A mudança social que devemos favorecer na e para sociedade, transitória ou permanente, não importa, é a possibilidade de fazer da educação um diferencial na vida das pessoas, onde necessidades possam ser suplantadas, amenizadas ou re-direcionadas e, acima de tudo, pessoas possam crescer com dignidade e fortalecidas em si mesmas. Só assim poderemos garantir o direito de uma educação de qualidade a todos.
A influência da sociedade na educação
Pensarmos a influência, de um modo geral, da sociedade sobre a educação é pensar a relação estabelecida entre elas, pelo menos, durante o século XX. Durante este século, a educação esteve sob a égide do Estado. No texto de Fernando Azevedo, um grande pensador da educação no Brasil no século XX, encontramos a importância dada “ao sistema educacional brasileiro [que pretendia] uniformizar, [e] homogeneizar o saber, imposta pelo Estado e pelas classes dominantes”. (1987, p. XIV). Para ele a escola somente seria um fator de mudança social se mantivesse uma inter-relação com a sociedade onde pudesse apreender dela os elementos de transmissão. A escola, na ideia de Azevedo, seria receptora e a sociedade emissora, cabendo ao Estado estabelecer a “gramática do ensino” (Nóvoa, 1994, p. 3).
- - - - -
» OBJETIVO 1:
Responda com base no texto sobre educação e sociedade:
(a) Segundo o primeiro parágrafo, qual é a mudança social que devemos favorecer?
(b) Sob a égide de quem a educação esteve durante o século XX?
(c) Na ideia de Azevedo, qual papel caberia à escola e qual caberia à sociedade?
- - - - -
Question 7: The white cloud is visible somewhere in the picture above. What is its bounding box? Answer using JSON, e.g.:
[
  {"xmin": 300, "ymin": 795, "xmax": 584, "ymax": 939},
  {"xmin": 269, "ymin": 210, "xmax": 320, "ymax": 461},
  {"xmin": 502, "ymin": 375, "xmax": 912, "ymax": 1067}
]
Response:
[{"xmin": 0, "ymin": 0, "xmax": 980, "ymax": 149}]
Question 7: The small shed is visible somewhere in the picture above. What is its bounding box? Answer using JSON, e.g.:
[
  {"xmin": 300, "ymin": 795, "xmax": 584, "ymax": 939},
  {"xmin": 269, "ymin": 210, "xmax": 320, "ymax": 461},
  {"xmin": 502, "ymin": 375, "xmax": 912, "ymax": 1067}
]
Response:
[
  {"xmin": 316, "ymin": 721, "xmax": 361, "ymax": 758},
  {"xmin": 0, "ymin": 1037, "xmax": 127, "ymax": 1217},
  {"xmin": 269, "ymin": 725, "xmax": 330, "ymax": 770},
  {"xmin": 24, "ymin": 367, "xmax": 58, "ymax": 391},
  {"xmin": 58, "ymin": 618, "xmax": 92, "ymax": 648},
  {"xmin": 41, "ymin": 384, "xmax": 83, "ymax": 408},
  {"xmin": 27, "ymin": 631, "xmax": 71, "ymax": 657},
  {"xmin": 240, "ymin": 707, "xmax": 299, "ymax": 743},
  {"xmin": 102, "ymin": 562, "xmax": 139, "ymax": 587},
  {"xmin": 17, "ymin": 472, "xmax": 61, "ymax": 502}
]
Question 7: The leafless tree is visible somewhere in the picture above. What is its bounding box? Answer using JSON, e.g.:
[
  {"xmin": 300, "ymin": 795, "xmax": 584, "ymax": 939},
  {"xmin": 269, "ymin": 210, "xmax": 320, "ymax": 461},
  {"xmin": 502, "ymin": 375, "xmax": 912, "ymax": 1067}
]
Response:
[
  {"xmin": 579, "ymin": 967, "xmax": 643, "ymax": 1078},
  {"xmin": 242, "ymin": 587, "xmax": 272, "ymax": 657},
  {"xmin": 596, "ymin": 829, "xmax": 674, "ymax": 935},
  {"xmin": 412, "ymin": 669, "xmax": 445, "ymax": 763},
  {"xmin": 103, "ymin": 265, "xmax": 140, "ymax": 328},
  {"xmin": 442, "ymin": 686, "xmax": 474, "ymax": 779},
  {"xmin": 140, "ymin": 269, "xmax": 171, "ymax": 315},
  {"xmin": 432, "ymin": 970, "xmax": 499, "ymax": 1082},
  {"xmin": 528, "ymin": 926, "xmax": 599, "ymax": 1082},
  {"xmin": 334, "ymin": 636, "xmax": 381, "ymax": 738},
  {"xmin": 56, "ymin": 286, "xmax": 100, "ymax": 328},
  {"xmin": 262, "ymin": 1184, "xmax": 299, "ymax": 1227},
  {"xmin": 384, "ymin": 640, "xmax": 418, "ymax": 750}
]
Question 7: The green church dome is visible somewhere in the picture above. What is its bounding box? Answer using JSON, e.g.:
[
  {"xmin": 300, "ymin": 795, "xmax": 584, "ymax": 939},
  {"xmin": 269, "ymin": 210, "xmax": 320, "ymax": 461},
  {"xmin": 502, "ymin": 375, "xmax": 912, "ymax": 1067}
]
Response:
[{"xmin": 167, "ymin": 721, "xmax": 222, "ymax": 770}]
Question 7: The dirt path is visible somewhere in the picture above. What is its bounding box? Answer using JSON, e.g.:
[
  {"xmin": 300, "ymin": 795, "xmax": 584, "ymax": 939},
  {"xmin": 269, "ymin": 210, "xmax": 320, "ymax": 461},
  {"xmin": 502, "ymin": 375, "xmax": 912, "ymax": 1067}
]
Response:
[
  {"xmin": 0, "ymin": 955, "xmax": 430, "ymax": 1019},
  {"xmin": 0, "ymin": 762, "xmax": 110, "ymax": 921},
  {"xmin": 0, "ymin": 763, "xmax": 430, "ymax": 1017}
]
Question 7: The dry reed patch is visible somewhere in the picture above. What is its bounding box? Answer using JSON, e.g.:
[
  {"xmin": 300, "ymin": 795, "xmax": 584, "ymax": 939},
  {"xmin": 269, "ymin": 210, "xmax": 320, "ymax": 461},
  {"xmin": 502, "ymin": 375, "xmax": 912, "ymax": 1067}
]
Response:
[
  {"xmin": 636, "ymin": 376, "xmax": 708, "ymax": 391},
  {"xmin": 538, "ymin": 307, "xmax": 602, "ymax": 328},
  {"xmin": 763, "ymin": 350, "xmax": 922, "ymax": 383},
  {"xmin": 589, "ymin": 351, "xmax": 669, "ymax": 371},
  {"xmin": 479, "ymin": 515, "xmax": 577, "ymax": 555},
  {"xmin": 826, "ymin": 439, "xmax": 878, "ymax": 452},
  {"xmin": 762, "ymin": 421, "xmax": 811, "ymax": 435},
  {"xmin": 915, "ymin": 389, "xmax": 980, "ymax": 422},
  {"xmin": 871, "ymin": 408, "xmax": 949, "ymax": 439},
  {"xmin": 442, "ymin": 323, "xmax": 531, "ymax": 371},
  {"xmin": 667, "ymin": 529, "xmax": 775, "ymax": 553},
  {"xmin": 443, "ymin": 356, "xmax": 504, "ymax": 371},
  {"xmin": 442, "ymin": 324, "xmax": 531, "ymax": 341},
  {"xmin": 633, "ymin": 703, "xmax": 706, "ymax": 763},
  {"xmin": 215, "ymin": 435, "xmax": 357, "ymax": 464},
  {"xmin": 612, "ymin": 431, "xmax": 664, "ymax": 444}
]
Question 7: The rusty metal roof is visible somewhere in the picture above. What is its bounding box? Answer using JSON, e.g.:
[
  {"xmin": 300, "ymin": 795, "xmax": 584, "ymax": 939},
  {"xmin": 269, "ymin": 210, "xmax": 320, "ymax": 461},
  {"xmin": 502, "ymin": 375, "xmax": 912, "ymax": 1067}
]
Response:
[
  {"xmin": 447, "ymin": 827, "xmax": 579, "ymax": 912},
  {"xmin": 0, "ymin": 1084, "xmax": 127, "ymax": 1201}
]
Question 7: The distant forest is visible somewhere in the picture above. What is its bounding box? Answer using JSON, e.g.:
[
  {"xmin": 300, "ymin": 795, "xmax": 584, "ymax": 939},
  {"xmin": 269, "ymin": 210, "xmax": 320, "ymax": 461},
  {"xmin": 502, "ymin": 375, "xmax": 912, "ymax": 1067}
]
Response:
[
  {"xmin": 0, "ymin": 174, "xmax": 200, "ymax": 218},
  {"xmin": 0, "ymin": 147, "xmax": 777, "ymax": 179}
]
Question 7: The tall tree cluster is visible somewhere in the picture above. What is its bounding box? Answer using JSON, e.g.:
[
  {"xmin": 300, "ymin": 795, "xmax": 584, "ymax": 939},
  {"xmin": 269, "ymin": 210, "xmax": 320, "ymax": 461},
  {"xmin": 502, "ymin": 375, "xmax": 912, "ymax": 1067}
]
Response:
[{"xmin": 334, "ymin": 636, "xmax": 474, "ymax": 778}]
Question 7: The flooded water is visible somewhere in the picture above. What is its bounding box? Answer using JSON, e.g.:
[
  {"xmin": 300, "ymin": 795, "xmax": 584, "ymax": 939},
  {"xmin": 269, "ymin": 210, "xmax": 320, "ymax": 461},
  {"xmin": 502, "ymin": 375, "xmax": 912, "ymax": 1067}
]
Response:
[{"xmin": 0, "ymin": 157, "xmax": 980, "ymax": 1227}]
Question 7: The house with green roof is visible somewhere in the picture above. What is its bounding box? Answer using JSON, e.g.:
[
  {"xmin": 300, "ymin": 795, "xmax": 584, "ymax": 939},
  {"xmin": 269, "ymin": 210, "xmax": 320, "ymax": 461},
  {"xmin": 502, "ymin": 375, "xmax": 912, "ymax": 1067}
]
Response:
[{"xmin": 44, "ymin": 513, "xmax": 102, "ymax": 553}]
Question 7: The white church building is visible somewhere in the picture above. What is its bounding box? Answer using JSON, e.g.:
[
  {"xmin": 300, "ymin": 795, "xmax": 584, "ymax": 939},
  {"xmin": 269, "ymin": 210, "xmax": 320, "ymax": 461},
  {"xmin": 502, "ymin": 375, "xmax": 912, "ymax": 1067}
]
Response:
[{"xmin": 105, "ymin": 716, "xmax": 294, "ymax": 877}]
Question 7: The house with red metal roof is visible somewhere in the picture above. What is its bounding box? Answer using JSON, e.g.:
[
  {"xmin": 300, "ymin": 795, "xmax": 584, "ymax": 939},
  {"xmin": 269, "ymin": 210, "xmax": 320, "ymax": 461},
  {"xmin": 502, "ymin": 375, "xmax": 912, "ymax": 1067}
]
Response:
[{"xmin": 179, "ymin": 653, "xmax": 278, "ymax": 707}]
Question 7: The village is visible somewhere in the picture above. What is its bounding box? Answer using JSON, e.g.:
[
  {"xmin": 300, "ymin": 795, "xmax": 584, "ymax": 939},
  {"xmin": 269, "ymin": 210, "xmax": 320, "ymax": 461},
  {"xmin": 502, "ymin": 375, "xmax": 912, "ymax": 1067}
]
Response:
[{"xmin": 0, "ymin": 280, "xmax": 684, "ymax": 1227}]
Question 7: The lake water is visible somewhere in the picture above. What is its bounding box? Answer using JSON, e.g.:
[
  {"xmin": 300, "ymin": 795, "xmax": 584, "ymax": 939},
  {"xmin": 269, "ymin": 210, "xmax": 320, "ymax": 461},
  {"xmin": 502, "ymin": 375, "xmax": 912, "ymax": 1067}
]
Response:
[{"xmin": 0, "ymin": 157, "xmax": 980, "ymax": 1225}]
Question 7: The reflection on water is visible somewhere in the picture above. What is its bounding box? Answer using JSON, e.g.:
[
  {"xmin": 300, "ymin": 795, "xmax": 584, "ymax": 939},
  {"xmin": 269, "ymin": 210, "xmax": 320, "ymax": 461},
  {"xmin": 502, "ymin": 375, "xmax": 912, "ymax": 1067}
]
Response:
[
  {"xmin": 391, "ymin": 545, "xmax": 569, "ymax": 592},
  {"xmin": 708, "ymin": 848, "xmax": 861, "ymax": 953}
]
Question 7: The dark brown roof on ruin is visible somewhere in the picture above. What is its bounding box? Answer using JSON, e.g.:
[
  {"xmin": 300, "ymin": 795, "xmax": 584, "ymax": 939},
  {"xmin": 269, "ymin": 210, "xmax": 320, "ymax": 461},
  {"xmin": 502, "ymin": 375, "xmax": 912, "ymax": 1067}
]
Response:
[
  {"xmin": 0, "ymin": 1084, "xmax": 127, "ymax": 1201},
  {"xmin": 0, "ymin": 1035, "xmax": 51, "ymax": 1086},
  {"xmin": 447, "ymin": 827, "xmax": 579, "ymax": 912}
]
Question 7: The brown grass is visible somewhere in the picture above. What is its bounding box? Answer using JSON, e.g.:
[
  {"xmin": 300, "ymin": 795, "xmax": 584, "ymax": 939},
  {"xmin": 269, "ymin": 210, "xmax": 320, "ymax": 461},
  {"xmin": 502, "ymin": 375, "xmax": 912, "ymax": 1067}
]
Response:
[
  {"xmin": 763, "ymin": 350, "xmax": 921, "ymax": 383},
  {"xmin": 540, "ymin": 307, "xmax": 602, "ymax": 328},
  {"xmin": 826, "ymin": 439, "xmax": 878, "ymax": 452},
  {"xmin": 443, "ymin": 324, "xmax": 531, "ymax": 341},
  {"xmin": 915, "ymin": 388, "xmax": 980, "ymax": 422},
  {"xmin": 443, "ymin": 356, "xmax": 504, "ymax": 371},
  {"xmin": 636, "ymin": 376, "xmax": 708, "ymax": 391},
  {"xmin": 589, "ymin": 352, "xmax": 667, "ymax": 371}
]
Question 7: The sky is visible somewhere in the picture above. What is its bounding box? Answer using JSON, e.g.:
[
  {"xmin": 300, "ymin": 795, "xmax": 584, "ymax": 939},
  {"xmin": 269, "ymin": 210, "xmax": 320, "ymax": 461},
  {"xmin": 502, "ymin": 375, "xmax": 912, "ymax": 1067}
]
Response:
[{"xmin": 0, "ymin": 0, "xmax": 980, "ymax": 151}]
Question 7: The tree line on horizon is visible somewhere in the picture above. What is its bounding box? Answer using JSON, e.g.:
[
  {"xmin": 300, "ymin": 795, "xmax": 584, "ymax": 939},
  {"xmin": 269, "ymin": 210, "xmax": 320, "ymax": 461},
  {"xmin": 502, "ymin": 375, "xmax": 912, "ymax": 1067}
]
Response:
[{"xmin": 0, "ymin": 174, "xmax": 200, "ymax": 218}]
- - - - -
» OBJETIVO 2: Informe quantas linhas dos registros contêm a palavra "house", diferenciando maiúsculas de minúsculas. Dê apenas o número.

» SOLUÇÃO 1:
(a) A possibilidade de fazer da educação um diferencial na vida das pessoas.
(b) Do Estado.
(c) A escola seria receptora e a sociedade, emissora.

» SOLUÇÃO 2: 2